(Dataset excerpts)
● ● ● ●
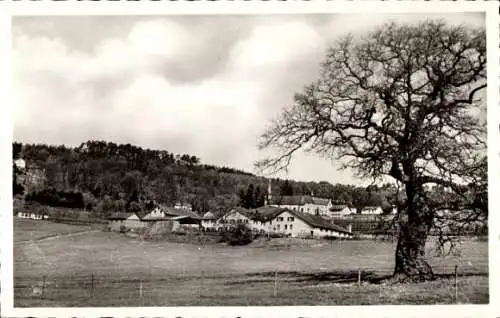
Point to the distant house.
(297, 224)
(341, 210)
(38, 215)
(183, 206)
(303, 203)
(117, 220)
(210, 220)
(20, 163)
(175, 218)
(256, 219)
(372, 210)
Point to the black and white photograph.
(296, 159)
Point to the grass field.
(27, 229)
(108, 269)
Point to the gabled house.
(304, 204)
(338, 210)
(37, 215)
(117, 220)
(297, 224)
(372, 210)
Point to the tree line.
(114, 177)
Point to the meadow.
(27, 229)
(109, 269)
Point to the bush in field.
(237, 235)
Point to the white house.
(297, 224)
(257, 220)
(372, 210)
(303, 203)
(41, 215)
(210, 221)
(341, 210)
(20, 163)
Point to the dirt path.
(56, 236)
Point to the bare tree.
(402, 102)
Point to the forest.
(103, 177)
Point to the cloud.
(205, 86)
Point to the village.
(290, 160)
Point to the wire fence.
(91, 289)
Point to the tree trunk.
(410, 250)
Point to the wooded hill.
(104, 177)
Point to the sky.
(202, 85)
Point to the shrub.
(237, 235)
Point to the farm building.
(303, 203)
(297, 224)
(256, 219)
(117, 220)
(175, 218)
(20, 163)
(210, 220)
(341, 210)
(373, 210)
(38, 215)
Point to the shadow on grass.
(331, 277)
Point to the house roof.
(214, 215)
(318, 222)
(338, 207)
(170, 211)
(319, 201)
(297, 200)
(371, 208)
(264, 214)
(120, 216)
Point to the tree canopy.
(403, 102)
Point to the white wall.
(299, 227)
(377, 210)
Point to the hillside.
(104, 177)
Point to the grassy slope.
(27, 229)
(183, 274)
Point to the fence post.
(275, 283)
(43, 286)
(92, 286)
(456, 284)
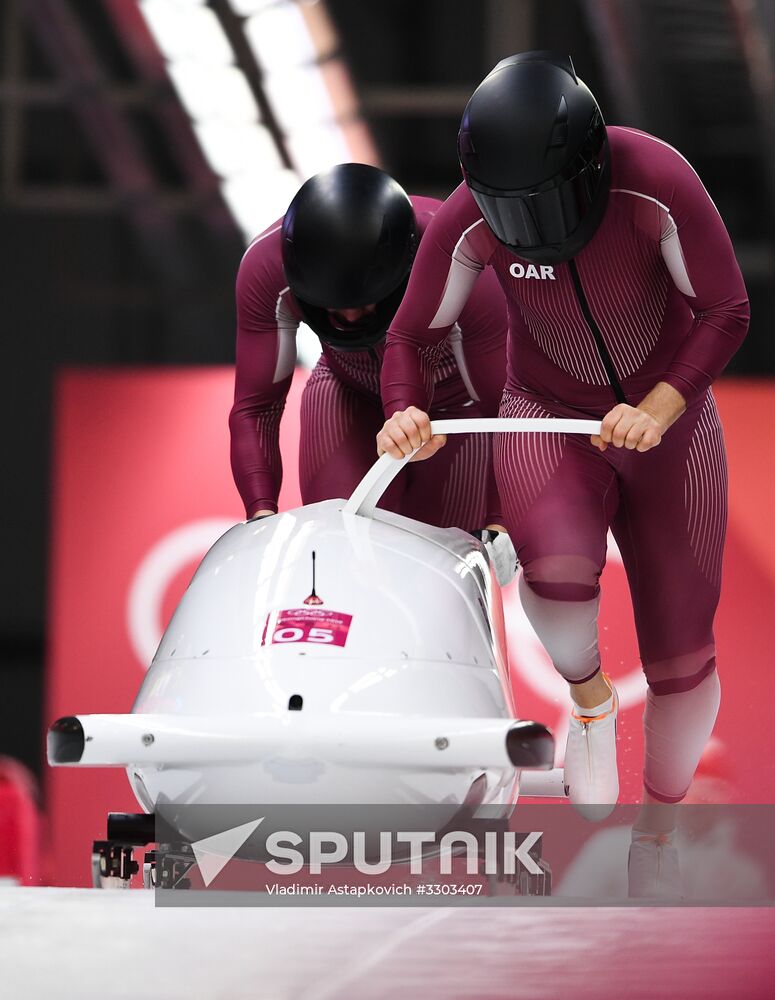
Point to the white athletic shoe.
(653, 871)
(591, 774)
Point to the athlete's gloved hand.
(406, 430)
(501, 552)
(628, 427)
● ● ● ●
> _Aim of the exercise_: Word for word, return the records shown above without their pictures.

> _Solution for this exercise_:
Point to the distant house.
(297, 224)
(341, 210)
(38, 215)
(183, 206)
(303, 203)
(117, 220)
(210, 220)
(20, 163)
(175, 218)
(256, 219)
(372, 210)
Point to the black and white photograph.
(296, 159)
Point to the grass field.
(27, 229)
(108, 269)
Point to the gabled house.
(304, 204)
(338, 210)
(37, 215)
(117, 220)
(297, 224)
(372, 210)
Point to the tree line.
(114, 177)
Point to the meadow.
(27, 229)
(109, 269)
Point to the bush in field.
(237, 235)
Point to the white house.
(297, 224)
(257, 220)
(372, 210)
(303, 203)
(41, 215)
(210, 221)
(341, 210)
(20, 163)
Point to the dirt path.
(56, 236)
Point to the bare tree.
(402, 102)
Point to the forest.
(103, 177)
Point to the cloud.
(205, 86)
Point to the village.
(290, 160)
Point to the wire fence.
(91, 289)
Point to the tree trunk.
(410, 250)
Point to the wooded hill.
(104, 177)
Point to the sky.
(202, 85)
Point to the shrub.
(237, 235)
Point to the farm building.
(303, 203)
(297, 224)
(256, 219)
(117, 220)
(175, 218)
(20, 163)
(210, 220)
(341, 210)
(373, 210)
(38, 215)
Point to the shadow on grass.
(331, 277)
Point to the house roof.
(214, 215)
(318, 222)
(338, 207)
(170, 211)
(319, 201)
(297, 200)
(371, 208)
(264, 214)
(120, 216)
Point to the tree canopy.
(403, 102)
Point to the white wall.
(299, 227)
(377, 210)
Point to the hillside.
(104, 177)
Point to the grassy slope.
(27, 229)
(183, 274)
Point to the fence post.
(275, 283)
(43, 286)
(92, 286)
(456, 284)
Point to the white athletic shoe.
(653, 871)
(591, 774)
Point to the athlete's gloved hand.
(406, 430)
(501, 552)
(628, 427)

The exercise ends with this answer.